Tattoo Chronicles << 101 Most Influential People in Tattooing << #90-#81

Top 101 Most Influential People in Tattooing

Bob Baxter

I’m only twenty people into this list and I am already having second thoughts. People who I am ranking in the eighties and nineties are the same people for whom I could make a good case for ranking in the top ten. But perhaps, with a little bit of luck and a considerable amount of trust on the part of the reader, we will see how the list develops and how the accomplishments of these influential men and women are reflected in their specific rankings. I’m only glad that I didn’t have to come up with a top 101 list of “all time,” rather than a list of “the top 101 people who are still alive and kicking,” which this is. Samuel O’Reilly, Thomas Edison, Bert Grimm, Paul Rogers: those were some of the giants who built this amazing industry. I, on the other hand, will focus on individuals who have distinguished themselves by keeping it going and, for the most part, maintaining its integrity today.

*Given exercise 1*
In the entries, reproduce the part that opens with the first line and closes with the line containing "point(287, 405)", both included. Raise every x and y coordinate in the answers by 80.
The passage on influential people in tattooing and the entries that follow it are unrelated to each other.

*Supplied entries*

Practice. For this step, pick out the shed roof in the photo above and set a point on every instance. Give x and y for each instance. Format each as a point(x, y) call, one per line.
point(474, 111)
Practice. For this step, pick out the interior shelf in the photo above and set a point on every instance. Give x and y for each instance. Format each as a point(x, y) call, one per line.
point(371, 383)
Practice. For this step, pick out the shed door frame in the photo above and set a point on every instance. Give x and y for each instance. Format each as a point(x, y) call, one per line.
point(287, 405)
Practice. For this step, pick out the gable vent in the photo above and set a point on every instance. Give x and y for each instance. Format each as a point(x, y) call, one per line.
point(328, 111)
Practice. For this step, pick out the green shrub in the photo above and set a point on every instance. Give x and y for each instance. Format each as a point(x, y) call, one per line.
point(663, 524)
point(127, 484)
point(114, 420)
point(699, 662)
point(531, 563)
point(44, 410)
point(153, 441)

*Given exercise 2*
Using the passage on influential people in tattooing, decide whether each statement agrees with it. Answer yes or no, and quote the deciding words. (a) The list covers the most influential people in tattooing of all time. (b) The author is already having second thoughts after twenty people on the list. (c) Thomas Edison is named as one of the giants who built the industry.

*Final answer 1*
Practice. For this step, pick out the shed roof in the photo above and set a point on every instance. Give x and y for each instance. Format each as a point(x, y) call, one per line.
point(554, 191)
Practice. For this step, pick out the interior shelf in the photo above and set a point on every instance. Give x and y for each instance. Format each as a point(x, y) call, one per line.
point(451, 463)
Practice. For this step, pick out the shed door frame in the photo above and set a point on every instance. Give x and y for each instance. Format each as a point(x, y) call, one per line.
point(367, 485)

*Final answer 2*
(a) No: "I’m only glad that I didn’t have to come up with a top 101 list of “all time,” rather than a list of “the top 101 people who are still alive and kicking,” which this is."
(b) Yes: "I’m only twenty people into this list and I am already having second thoughts."
(c) Yes: "Samuel O’Reilly, Thomas Edison, Bert Grimm, Paul Rogers: those were some of the giants who built this amazing industry."